Given problem ▸ Rewrite every line of the data from the line containing "emblem, then output a bounding box for each." through the line containing "[537,102,589,119]", both included, shifting each bounding-box coordinate by -139 and leaving all other text unchanged.

begin Entries

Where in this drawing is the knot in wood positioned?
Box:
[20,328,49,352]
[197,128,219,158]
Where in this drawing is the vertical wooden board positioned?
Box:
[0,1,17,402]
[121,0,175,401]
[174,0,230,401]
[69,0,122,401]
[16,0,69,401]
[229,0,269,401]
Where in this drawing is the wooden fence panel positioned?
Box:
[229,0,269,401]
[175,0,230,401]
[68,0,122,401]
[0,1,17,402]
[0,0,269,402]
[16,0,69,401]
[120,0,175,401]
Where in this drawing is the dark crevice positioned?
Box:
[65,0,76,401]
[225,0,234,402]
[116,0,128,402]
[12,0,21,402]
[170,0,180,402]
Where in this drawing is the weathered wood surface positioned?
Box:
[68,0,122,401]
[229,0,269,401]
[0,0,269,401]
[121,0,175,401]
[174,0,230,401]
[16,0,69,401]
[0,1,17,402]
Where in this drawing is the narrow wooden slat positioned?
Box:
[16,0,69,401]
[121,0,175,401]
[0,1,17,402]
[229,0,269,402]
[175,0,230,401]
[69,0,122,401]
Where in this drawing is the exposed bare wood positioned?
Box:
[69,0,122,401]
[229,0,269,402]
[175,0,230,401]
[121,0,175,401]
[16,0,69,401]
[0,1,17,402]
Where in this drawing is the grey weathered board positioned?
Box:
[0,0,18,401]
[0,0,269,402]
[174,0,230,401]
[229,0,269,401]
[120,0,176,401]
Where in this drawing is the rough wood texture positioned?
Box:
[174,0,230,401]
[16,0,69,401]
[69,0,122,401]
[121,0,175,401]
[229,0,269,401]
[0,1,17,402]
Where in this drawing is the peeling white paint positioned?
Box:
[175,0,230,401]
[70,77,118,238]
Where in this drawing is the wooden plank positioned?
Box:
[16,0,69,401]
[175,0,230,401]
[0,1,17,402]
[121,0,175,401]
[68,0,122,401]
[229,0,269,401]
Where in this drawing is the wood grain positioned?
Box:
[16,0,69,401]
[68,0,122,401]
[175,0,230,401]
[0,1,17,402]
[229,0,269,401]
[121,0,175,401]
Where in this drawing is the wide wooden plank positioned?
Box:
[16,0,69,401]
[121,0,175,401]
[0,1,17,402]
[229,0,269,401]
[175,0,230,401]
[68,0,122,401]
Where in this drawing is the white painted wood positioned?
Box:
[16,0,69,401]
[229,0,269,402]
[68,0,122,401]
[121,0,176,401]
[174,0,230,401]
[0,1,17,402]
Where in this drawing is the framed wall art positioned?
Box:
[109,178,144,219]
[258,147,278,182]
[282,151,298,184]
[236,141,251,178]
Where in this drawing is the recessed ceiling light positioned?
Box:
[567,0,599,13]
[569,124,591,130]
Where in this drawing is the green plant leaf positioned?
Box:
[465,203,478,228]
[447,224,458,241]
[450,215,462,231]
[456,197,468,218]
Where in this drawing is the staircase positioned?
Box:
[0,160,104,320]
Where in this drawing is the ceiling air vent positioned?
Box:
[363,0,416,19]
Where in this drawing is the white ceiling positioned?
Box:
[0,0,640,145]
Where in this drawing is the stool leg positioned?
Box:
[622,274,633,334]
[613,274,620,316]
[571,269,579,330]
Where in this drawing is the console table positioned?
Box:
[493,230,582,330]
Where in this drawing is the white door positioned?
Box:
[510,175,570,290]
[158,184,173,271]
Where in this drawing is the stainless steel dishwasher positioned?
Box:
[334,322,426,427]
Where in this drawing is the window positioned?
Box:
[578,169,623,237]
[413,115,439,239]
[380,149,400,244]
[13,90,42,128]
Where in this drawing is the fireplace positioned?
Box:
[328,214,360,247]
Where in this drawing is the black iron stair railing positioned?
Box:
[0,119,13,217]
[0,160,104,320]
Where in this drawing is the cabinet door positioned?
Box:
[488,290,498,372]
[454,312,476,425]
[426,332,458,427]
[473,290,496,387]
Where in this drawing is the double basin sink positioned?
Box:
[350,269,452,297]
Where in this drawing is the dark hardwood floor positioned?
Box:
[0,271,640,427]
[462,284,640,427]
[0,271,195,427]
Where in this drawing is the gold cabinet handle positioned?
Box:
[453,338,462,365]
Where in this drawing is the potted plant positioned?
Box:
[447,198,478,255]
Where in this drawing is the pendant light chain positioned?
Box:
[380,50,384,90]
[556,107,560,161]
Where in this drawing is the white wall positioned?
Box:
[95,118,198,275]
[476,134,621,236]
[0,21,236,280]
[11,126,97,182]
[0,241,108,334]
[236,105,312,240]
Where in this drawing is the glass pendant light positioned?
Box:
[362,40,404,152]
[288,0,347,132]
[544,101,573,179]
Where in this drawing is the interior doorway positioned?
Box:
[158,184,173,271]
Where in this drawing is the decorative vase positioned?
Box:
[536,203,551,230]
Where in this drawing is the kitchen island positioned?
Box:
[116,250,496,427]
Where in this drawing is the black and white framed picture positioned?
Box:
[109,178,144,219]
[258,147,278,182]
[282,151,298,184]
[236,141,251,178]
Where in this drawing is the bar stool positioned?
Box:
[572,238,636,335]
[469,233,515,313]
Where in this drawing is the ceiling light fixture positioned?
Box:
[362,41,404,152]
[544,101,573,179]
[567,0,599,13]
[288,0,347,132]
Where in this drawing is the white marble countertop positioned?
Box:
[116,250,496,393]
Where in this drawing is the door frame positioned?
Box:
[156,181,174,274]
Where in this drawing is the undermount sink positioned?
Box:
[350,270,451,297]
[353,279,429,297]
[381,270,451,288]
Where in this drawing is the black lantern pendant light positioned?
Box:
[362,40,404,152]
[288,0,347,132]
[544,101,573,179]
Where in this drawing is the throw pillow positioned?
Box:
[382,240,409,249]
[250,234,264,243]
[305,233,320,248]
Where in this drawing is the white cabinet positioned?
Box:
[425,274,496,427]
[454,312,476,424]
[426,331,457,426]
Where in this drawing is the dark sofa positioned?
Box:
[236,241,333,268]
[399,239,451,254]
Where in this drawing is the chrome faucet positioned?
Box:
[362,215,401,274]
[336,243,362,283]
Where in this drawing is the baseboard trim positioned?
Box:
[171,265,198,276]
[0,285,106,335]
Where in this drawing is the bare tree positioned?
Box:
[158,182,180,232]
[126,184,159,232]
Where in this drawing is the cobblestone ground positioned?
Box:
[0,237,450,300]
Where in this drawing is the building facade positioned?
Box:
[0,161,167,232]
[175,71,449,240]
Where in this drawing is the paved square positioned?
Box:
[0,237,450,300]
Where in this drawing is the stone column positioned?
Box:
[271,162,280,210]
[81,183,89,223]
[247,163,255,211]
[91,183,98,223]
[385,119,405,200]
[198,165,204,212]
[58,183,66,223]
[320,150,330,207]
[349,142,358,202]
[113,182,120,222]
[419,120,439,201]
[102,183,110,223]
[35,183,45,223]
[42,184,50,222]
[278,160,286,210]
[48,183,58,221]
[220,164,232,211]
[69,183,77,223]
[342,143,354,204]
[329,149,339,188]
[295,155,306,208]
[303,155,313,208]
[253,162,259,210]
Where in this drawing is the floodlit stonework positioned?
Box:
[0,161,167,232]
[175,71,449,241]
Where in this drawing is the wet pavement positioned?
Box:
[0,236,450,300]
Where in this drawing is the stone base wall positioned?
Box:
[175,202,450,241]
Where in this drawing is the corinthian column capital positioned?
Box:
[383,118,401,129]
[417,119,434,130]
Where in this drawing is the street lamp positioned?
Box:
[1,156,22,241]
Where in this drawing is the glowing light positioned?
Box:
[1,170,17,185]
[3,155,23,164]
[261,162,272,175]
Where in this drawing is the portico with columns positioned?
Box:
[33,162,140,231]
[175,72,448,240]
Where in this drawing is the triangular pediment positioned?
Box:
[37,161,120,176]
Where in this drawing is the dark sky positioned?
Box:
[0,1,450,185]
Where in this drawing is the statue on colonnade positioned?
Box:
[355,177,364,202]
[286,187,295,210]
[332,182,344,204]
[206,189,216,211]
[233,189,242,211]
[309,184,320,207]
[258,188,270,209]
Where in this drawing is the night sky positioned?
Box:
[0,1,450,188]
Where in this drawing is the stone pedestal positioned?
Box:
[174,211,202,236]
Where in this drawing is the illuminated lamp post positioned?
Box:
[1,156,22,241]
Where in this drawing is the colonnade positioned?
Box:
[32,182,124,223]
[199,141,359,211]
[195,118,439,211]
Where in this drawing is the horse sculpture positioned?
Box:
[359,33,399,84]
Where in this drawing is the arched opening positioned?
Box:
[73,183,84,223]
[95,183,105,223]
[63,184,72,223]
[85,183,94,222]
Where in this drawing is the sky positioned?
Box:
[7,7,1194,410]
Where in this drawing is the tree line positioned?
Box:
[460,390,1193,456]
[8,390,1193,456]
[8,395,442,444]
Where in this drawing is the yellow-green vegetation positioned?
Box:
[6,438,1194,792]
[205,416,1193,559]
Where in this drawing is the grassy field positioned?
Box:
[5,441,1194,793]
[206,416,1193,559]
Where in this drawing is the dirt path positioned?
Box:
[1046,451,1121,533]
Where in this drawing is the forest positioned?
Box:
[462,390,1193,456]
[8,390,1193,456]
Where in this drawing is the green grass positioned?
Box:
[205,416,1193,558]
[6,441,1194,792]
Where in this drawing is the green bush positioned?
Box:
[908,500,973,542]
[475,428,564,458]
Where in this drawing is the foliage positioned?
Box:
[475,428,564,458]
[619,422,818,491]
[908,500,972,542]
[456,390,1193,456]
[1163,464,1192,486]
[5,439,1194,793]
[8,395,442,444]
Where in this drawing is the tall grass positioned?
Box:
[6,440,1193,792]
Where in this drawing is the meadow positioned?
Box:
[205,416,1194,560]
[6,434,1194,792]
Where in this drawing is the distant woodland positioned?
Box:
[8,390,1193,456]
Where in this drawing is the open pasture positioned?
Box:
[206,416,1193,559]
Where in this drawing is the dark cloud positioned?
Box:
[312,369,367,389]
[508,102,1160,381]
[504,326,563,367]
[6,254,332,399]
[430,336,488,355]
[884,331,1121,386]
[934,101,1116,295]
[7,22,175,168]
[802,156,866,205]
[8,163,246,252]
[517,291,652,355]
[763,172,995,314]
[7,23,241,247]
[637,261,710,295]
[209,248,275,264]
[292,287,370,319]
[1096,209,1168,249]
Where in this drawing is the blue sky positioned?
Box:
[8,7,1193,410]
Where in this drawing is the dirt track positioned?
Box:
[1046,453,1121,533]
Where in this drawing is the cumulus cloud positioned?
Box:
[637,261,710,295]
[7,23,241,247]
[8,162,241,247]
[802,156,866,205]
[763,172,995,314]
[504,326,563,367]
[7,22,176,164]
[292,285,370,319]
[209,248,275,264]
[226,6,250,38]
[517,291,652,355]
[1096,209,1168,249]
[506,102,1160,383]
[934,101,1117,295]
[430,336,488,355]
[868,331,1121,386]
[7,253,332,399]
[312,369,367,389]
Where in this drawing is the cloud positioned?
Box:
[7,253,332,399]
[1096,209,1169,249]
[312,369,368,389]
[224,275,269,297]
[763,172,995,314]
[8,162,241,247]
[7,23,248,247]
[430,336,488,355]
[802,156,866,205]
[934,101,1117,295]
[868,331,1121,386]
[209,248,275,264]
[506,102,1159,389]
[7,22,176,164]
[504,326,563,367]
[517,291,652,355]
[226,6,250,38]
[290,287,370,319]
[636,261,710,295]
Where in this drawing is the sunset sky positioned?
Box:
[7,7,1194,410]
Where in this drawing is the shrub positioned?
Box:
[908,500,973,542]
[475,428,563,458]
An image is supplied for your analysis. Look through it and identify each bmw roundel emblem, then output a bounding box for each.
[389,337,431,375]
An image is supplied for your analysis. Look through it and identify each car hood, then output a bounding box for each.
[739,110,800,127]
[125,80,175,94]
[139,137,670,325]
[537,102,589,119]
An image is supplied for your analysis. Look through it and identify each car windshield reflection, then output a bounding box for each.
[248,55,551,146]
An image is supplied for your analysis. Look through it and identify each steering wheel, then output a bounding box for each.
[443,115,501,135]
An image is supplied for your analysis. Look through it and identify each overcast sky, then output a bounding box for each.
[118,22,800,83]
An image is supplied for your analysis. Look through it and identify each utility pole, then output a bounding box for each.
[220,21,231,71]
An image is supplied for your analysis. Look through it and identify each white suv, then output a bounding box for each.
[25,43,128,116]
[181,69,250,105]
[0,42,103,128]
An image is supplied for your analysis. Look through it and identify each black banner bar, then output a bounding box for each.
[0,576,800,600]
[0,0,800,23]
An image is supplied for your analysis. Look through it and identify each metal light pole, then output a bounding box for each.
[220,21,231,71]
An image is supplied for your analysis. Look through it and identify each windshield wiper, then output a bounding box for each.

end Entries

Response ▸
An image is supplied for your analysis. Look through it and identify each bmw roundel emblem, then output a bounding box for each.
[250,198,292,236]
An image is supplied for your analysis. Look through it and identify each car hood, then output a bounding box for each.
[600,-29,661,-12]
[-14,-59,36,-45]
[0,-2,531,186]
[398,-37,450,-20]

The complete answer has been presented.